## [EXTRACT TO READ]
>>>

Which is bad for my health. I’ll say three “Hail Coffees” and take a walk in a bit.

Despite the growing alarm about the harmful effects of sitting too much, Americans are sitting more than in the past — in part because people are spending more leisure time in front of the computers.

The association between lots of sitting and bad health is now well-established, but there hasn’t been a lot of data on how sedentary Americans actually are, says Yin Cao, a cancer epidemiologist at Washington University in St. Louis and co-author of a study published today in the Journal of the American Medical Association. By analyzing data from the National Health Nutrition Examination Survey, Cao and her team found that, for both adults and teens, the total time sitting increased by about an hour per day from 2007 to 2016 (from about 6.4 hours to 8.2 hours a day).

The amount of time spent sitting and watching television or videos was generally stable between 2001 and 2016 — at least two hours a day — but as time went on, people in all age groups reported spending more of their leisure time sitting while using the computer. By 2016, half of adults reported doing this for at least an hour a day, up from 29 percent in 2003. This was true for 57 percent of teens, up from 53 percent. “[People] work indoors more than ever before and this may also change their leisure time activity as well,” explains Cao. Though using computers is now a common leisure activity, that may not have been the case in the past when computers were less ubiquitous. Cao adds that people may not be aware that sitting too much can be dangerous, especially since “there’s no clear intervention” to address this issue in most schools and workplaces.

Okay, so I don’t have to worry about the TeeVee troubles. Ditch that habit, if you haven’t. Maybe reconsider the school and work too. More reservations about modernity. Just get up and move.

<<<

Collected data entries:
>>>

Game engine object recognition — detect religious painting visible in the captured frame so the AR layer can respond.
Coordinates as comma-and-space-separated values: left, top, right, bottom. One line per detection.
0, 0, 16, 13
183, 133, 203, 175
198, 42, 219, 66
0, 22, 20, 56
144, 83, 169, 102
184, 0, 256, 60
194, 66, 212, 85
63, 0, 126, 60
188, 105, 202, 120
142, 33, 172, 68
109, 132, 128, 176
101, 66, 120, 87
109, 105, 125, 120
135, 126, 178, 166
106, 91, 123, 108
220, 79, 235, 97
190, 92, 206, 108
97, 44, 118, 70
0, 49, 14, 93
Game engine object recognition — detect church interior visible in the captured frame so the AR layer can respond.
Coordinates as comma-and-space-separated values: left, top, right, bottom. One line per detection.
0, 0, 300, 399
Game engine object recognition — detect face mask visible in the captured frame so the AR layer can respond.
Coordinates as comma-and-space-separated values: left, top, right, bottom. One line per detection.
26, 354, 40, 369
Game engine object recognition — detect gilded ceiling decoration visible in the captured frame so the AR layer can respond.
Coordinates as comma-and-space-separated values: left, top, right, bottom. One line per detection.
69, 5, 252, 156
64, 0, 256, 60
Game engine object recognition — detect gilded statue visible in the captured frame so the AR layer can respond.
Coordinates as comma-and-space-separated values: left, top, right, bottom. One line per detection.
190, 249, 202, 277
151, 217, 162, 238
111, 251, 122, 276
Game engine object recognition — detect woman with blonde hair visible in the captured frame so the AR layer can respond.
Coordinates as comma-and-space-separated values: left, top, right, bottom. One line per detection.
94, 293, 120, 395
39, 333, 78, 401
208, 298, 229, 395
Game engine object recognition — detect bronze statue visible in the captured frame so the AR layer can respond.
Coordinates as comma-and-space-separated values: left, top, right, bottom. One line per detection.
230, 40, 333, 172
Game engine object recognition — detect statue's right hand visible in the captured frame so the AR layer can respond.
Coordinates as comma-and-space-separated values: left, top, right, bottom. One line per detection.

<<<

## [TASK INSTRUCTIONS]
1. From the passage on sitting time, write out the part starting with "The association between" and going on through "hours a day).".
2. List each distinct year mentioned in the passage on sitting time, in order of first appearance.

## [RESULTS OF THE TASKS]
1.
The association between lots of sitting and bad health is now well-established, but there hasn’t been a lot of data on how sedentary Americans actually are, says Yin Cao, a cancer epidemiologist at Washington University in St. Louis and co-author of a study published today in the Journal of the American Medical Association. By analyzing data from the National Health Nutrition Examination Survey, Cao and her team found that, for both adults and teens, the total time sitting increased by about an hour per day from 2007 to 2016 (from about 6.4 hours to 8.2 hours a day).

2. 2007, 2016, 2001, 2003